### Extrait fourni
I. Les faits.
Chanel commercialise depuis les années 50 un modèle de « slingback » beige au bout contrasté de couleur noire qu’elle considère comme étant un modèle iconique de ses collections de souliers :
De même, Chanel a décliné la bandoulière de son sac 2.55 au fil des années sur de nombreux autres types d’accessoires (ceintures, bijoux, chaussures, etc.), laquelle constitue désormais selon elle un élément essentiel de ses codes identitaires :
Or, Jonak a commercialisé divers souliers reprenant tantôt le code couleur beige à bout contrasté noir, y compris pour des « slingback », tantôt une chaîne entrelacée de cuir :
Estimant que ces souliers portent atteinte à ses codes distinctifs et identitaires, Chanel a donc assigné Jonak en parasitisme devant le Tribunal de commerce de Paris en décembre 2020.
II. La décision du Tribunal de commerce de Paris.
En première instance, le tribunal de commerce (TC Paris 15ᵉ ch., 17 octobre 2022, RG 2021005707) reconnaissait le parasitisme uniquement s’agissant des sandales reprenant la chaîne entrelacée de cuir ci-dessus reproduites et limitait la condamnation de Jonak au paiement d’une indemnité de 17 500 euros, montant plutôt faible compte tenu de la notoriété de la marque Jonak et de l’exposition de ses souliers auprès du public.
Chanel formait donc appel de ce jugement et étayait son dossier (notamment avec un sondage et des attestations de ses dépenses en communication par son commissaire au compte) pour démontrer que ses souliers slingback ont bien une valeur économique individualisée justifiant sa réclamation.
A noter que la compétence du tribunal de commerce ne semble pas avoir été remise en question par Jonak. Pourtant, la question aurait pu faire débat, la Cour de cassation ayant déjà jugé pour mémoire que seul le tribunal judiciaire est compétent pour statuer sur des faits de concurrence déloyale et parasitaire dès lors que comme en l’espèce aucun droit de propriété intellectuelle n’est invoqué mais que
« le caractère original ou distinctif des éléments dont la reprise est incriminée n’est pas une condition de son bien-fondé, mais un facteur susceptible d’être pertinent pour l’examen d’un risque de confusion » (Cass. com., 6 déc. 2016, n° 15-18.470).
III. L’arrêt de la Cour d’appel de Paris.
La Cour d’appel de Paris (CA Paris 16 octobre 2024 n°22-19513) rappelle que pour que le parasitisme soit caractérisé, il incombe à Chanel de « rapporter la preuve et de démontrer que les éléments constitutifs de ces comportements répréhensibles sont réunis, à savoir :
- l’existence d’une valeur économique individualisée résultant d’un savoir-faire, d’un travail intellectuel, d’une notoriété et d’investissements,
- l’inspiration ou l’évocation de cette valeur économique procurant un avantage concurrentiel à l’auteur des actes parasitaires,
- et une inspiration ou une évocation intentionnelle injustifiée et à titre lucratif ».
3.1 Sur la valeur économique individualisée.
En l’espèce, la cour estime d’abord que « l’association de ces deux couleurs (beige et noir), au demeurant classiques pour des chaussures, ne saurait être appropriable en soi » et qu’« il appartient donc aux sociétés Chanel de démontrer que l’application de ces deux couleurs pour les chaussures Chanel prétendument parasitées par les chaussures commercialisées par les sociétés Jonak... constitue une valeur économique individualisée ».

### Lignes de données

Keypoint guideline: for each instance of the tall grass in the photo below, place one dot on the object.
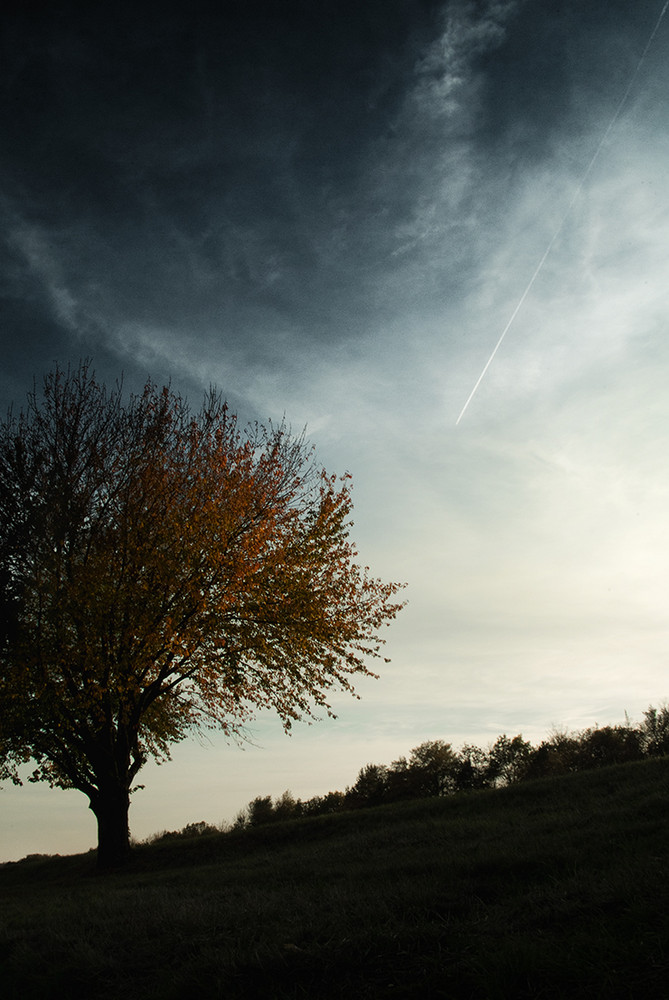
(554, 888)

---

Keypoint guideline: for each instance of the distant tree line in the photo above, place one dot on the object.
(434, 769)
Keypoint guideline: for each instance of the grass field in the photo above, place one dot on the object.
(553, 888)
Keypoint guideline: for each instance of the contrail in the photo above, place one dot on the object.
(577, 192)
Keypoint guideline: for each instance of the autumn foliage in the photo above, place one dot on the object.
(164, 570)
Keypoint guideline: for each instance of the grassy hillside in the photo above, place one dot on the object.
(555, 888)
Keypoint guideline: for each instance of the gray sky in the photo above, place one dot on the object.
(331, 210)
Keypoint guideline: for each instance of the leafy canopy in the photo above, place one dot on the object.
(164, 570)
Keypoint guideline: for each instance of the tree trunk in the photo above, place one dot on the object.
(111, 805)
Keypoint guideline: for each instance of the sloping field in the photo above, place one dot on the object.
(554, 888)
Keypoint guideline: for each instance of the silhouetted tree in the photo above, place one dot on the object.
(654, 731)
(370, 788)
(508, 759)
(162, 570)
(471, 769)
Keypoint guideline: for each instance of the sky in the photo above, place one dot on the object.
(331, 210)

### Tâche
Poursuivez l'extrait sur le litige entre Chanel et Jonak à la suite de sa dernière phrase. Les lignes ci-dessus forment un ensemble distinct de l'extrait sur le litige entre Chanel et Jonak.

### Réponse attendue
C’est précisément ce que Chanel parvient à démontrer aux yeux de la cour grâce à :
- leur large exposition depuis de nombreuses années (dans des films, la presse, un musée, aux pieds de nombreuses célébrités, etc.) ;
- un sondage sur un panel de 500 femmes ayant en majorité associé les souliers à la marque Chanel grâce à leur coloris noir et beige ;
- une importante revue de presse ;
- et aux importants investissements engagés par Chanel pour promouvoir ses souliers en général et en particuliers ses souliers « slingback », ainsi que sa marque.
Concernant les sandales Jonak reprenant la chaîne entrelacée de cuir, la cour procède au même raisonnement et confirme la décision de première instance ayant reconnu le parasitisme de Jonak.
3.2 Sur l’atteinte.
En ce qui concerne l’atteinte, la cour relève ensuite que :
- l’impression visuelle d’ensemble entre les souliers Jonak et Chanel est proche (malgré des différences tenant notamment à la couleur du talon beige chez Chanel et noir chez Jonak et la forme de la bride asymétrique et sans fermoir chez Chanel) ;
- aussi bien les clientes de Jonak dans leurs commentaires sous les publications des souliers litigieux sur internet que les femmes interrogées à l’occasion du sondage par Chanel, associent les souliers Jonak litigieux à la Maison Chanel ;
- Jonak aurait aussi associé ses produits à l’univers Chanel.
En conséquence, la Cour estime que le parasitisme est caractérisé pour les souliers Jonak suivants :
En revanche, la Cour rejette le parasitisme s’agissant des autres souliers invoqués par Chanel notamment ci-dessous reproduits, Chanel n’ayant pas suffisamment démontré la valeur économique individualisée des souliers équivalents dans ses collections et la seule association sur un soulier de la couleur beige et d’un bout d’empeigne contrasté de couleur noire n’étant pas en soi appropriable :
3.3 Sur la réparation du préjudice.
Enfin, concernant la réparation du préjudice, la Cour rappelle qu’en matière de parasitisme, la réparation du préjudice peut être évaluée en prenant en considération l’avantage indu que s’est octroyé l’auteur des actes délictuels au détriment de ses concurrents, modulé à proportion des volumes d’affaires respectifs des parties affectés par ces actes (Cass, 12 février 2020, 17-31.614).
3.3.1 Le préjudice économique.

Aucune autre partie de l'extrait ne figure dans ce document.